Задание: Перепишите строки начиная со строки с «of the metal» и заканчивая строкой с «Target: metal wire grid», заменив «even-odd rule» на «nonzero winding rule». Всё остальное оставьте без изменений.

* * * * * * *

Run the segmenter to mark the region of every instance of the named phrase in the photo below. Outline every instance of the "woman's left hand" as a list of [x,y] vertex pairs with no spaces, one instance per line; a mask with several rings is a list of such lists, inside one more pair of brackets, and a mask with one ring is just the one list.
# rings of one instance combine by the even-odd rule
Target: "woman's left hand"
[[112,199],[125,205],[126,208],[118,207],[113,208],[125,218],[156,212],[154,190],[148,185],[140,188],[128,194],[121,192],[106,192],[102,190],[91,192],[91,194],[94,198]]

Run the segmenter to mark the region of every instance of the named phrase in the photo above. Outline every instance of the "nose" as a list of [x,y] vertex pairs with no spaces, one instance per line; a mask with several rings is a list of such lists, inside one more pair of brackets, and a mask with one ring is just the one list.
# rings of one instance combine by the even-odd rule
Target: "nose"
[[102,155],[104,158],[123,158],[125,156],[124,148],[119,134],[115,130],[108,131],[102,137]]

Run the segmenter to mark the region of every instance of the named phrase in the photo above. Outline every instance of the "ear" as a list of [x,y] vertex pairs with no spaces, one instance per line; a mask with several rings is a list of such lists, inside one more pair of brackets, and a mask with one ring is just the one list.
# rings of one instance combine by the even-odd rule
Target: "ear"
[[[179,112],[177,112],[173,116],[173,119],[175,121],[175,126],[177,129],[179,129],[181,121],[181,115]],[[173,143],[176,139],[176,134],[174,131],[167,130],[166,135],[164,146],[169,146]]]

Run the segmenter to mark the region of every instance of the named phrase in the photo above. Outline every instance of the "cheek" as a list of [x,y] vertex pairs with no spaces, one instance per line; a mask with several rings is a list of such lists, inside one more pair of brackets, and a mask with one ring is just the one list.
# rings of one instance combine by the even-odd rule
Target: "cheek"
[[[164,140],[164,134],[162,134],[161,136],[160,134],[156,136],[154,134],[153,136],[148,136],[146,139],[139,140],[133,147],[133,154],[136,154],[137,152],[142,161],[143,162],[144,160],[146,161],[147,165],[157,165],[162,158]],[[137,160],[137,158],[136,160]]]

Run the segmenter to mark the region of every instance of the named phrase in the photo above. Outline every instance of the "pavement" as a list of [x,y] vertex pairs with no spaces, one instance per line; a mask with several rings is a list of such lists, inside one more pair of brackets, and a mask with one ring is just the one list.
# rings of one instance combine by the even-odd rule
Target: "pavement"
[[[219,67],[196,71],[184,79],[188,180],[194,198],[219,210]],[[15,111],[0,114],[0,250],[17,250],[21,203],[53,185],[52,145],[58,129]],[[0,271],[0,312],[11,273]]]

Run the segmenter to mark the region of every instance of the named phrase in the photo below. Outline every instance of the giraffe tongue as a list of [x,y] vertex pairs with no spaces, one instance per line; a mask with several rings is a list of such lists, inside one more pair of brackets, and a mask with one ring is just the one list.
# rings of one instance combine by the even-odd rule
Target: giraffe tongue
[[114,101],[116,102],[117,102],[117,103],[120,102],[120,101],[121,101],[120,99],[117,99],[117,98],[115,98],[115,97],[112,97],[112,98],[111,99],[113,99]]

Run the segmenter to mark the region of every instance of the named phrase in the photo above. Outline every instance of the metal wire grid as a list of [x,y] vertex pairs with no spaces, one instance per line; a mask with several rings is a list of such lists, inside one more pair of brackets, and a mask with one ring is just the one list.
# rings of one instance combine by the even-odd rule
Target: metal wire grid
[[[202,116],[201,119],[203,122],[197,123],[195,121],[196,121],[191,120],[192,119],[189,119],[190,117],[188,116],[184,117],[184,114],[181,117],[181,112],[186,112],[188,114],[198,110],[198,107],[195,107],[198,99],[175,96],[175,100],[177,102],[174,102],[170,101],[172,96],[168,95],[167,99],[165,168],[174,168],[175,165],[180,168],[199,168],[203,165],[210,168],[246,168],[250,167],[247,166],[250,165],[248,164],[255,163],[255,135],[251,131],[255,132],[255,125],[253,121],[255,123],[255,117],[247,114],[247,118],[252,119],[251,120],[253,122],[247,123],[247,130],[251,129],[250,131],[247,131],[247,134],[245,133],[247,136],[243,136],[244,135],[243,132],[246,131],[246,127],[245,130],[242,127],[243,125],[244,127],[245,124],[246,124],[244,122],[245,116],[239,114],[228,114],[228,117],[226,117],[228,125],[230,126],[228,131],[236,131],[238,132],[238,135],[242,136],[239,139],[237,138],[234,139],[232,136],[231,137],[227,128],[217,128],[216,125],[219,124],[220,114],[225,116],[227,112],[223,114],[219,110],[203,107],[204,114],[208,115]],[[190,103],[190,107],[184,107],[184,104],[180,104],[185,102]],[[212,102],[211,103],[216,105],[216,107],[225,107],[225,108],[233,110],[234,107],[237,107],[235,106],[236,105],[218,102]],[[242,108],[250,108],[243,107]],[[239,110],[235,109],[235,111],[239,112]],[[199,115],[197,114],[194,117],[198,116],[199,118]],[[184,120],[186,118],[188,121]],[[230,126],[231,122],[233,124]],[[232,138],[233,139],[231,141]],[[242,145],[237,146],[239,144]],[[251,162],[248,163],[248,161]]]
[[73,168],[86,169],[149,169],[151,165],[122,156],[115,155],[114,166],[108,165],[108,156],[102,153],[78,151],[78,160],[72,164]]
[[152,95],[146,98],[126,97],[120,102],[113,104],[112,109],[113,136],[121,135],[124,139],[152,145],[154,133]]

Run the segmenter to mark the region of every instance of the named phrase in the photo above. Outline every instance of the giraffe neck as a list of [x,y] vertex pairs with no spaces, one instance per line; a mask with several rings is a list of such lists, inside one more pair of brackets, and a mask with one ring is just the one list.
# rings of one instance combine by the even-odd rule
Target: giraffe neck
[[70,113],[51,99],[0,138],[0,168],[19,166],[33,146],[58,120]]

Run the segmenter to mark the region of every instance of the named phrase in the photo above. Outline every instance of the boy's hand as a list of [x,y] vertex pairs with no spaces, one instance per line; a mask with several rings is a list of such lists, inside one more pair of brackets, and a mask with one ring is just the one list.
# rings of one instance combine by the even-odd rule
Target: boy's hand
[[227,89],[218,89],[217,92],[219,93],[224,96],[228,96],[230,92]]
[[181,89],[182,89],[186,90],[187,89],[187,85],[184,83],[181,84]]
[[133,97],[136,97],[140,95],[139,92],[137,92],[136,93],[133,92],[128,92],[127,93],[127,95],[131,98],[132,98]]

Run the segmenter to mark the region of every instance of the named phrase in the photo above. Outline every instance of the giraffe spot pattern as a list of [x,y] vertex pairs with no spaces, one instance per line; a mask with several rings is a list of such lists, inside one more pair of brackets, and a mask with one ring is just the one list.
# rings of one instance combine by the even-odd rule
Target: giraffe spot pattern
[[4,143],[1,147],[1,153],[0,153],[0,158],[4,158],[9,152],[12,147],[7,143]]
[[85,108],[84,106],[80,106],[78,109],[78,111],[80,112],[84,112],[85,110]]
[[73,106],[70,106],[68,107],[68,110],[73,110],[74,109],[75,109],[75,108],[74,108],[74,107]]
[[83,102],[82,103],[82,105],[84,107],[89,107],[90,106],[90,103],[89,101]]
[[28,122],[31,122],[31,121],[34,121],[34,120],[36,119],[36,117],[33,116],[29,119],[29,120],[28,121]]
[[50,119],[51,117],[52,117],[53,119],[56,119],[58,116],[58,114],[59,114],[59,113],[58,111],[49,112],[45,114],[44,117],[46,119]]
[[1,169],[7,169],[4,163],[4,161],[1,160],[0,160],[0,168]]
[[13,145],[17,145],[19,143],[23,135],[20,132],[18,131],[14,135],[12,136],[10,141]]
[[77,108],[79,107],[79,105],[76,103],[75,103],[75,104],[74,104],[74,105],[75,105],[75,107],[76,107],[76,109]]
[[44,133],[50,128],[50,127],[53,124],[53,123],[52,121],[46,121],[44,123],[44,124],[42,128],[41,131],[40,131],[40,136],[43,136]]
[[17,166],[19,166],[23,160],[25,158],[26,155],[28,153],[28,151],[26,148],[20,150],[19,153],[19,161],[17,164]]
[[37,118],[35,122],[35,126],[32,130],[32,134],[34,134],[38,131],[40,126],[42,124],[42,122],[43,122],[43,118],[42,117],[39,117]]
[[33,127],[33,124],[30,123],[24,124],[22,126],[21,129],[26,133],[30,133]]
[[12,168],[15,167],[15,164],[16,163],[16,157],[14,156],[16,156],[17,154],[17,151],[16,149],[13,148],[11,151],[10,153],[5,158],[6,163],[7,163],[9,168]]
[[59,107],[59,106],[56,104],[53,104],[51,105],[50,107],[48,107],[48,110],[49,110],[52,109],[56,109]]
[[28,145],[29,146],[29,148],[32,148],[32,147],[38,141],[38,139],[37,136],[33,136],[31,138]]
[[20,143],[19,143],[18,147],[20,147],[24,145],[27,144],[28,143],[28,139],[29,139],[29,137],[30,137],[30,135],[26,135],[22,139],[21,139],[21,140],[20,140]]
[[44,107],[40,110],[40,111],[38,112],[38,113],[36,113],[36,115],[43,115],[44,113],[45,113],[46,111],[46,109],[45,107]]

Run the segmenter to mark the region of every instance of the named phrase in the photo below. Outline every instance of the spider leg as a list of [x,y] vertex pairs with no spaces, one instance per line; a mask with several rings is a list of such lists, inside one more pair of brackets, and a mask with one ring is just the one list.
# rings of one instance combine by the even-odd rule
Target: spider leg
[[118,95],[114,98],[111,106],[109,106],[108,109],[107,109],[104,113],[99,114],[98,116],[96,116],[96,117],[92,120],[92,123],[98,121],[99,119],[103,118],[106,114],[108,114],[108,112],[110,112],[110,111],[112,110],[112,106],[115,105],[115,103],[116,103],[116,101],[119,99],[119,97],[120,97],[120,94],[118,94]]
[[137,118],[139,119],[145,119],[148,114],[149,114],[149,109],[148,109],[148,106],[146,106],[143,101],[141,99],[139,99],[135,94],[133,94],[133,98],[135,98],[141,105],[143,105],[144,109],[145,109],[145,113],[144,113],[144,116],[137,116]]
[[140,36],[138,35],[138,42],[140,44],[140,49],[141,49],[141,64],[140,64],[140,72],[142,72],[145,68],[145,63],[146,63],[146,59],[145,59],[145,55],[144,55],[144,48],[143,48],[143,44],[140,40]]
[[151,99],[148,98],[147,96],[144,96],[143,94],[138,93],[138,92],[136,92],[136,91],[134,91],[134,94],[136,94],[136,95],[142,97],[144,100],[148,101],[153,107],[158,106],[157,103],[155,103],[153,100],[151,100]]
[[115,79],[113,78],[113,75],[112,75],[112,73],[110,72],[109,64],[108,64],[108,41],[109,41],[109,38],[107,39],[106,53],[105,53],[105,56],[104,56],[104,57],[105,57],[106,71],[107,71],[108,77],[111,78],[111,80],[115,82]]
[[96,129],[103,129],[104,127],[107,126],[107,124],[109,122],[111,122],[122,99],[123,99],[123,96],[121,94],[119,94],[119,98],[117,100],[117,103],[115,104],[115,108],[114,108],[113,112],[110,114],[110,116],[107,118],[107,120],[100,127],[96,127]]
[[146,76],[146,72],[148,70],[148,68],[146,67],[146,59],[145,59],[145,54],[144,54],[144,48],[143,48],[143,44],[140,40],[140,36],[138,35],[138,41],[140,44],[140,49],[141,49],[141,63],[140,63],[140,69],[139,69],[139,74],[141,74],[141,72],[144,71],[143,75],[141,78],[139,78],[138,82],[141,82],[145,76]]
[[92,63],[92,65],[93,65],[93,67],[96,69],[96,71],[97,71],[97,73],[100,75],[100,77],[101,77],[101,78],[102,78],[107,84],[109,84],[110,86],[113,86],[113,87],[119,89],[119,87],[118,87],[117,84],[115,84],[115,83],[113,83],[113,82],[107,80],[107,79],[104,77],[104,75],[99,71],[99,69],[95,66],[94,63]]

* * * * * * *

Решение задания:
Run the segmenter to mark the region of every instance of the named phrase in the photo above. Outline every instance of the metal wire grid as a list of [x,y] vertex pairs with no spaces, one instance per line; a mask with several rings is a list of such lists, inside one more pair of brackets, and a mask with one ring is just the one list.
# rings of one instance combine by the nonzero winding rule
Target: metal wire grid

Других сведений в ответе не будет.